Given exercise: Reproduce each of the records below word for word, omitting the pictures.

Entries from a point annotation set
------------------------------------

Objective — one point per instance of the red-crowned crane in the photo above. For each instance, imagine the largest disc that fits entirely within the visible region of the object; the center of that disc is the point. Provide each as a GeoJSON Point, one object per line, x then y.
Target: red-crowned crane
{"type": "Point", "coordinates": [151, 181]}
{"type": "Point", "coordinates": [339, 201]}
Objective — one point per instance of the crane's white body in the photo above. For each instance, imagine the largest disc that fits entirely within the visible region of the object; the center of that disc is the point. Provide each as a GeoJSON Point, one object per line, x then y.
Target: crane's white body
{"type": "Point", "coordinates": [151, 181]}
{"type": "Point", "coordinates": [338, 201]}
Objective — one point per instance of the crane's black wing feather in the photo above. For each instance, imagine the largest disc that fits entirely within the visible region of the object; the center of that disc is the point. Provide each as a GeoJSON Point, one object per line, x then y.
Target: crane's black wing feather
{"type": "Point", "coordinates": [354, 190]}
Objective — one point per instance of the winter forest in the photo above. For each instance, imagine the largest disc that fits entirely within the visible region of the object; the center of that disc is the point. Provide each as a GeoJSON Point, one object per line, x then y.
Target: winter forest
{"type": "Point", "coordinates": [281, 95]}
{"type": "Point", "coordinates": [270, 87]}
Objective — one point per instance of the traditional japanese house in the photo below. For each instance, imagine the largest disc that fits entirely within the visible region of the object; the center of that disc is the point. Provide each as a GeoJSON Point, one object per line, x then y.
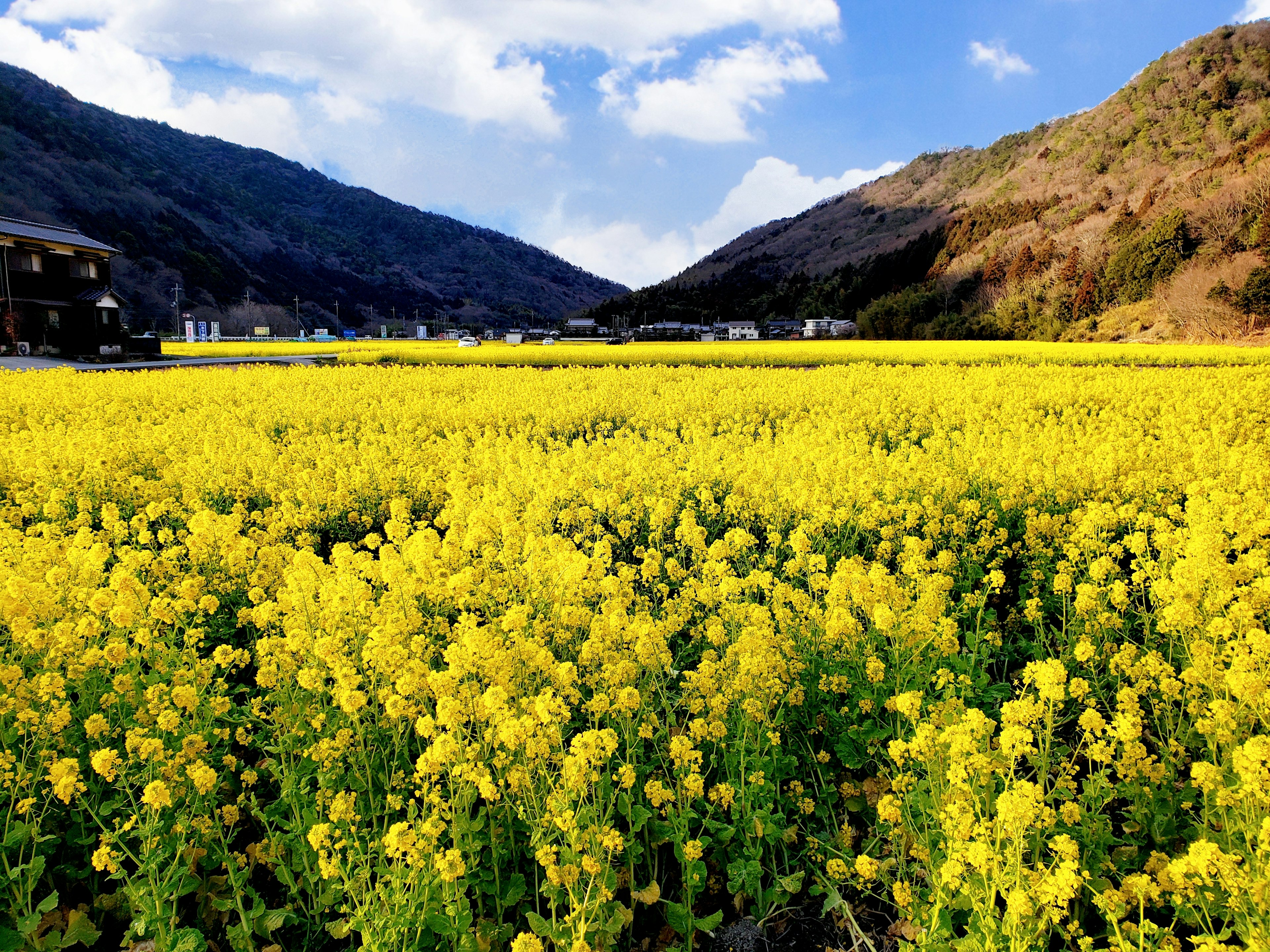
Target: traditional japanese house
{"type": "Point", "coordinates": [56, 287]}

------------------------------------

Result of this task:
Objective — one point per instance of the red-crowned crane in the photo above. For each instance, imagine the largest disc that fits entirely within the visible region of the object; the center of that disc is the point. Provide each as a GeoJSON Point, one object per line, x then y.
Target: red-crowned crane
{"type": "Point", "coordinates": [151, 181]}
{"type": "Point", "coordinates": [339, 201]}
Objective — one point per instance of the crane's white body in the photo above. For each instance, imagine the largest disc that fits entirely within the visible region of the object; the center of that disc is the point. Provide each as a GeoJSON Point, one object per line, x then y.
Target: crane's white body
{"type": "Point", "coordinates": [151, 181]}
{"type": "Point", "coordinates": [338, 201]}
Objective — one point per instance of the crane's black wing feather in the photo above. For each instance, imagine the largest disc that fits entirely within the visible region of the object; the center of that disc is the point. Provide each as a GeoJSON Point, one object per line, x then y.
Target: crane's black wing feather
{"type": "Point", "coordinates": [354, 190]}
Objective — one point per instance of the winter forest in the photo above. For each instance, imagine the largest disc that fits entirely within the visible region of the object; the center of that disc is the point. Provide each as a GeoJSON Point, one object per line, x then y.
Target: winter forest
{"type": "Point", "coordinates": [281, 95]}
{"type": "Point", "coordinates": [270, 87]}
Objective — one point per instance of the traditional japanese house in the photo below. For each instance, imagine the largest disc that fits entirely within the visible region of the object; the center of that disc is the point. Provide each as a GeoJSON Point, one object per line, x then y.
Target: traditional japanese house
{"type": "Point", "coordinates": [56, 287]}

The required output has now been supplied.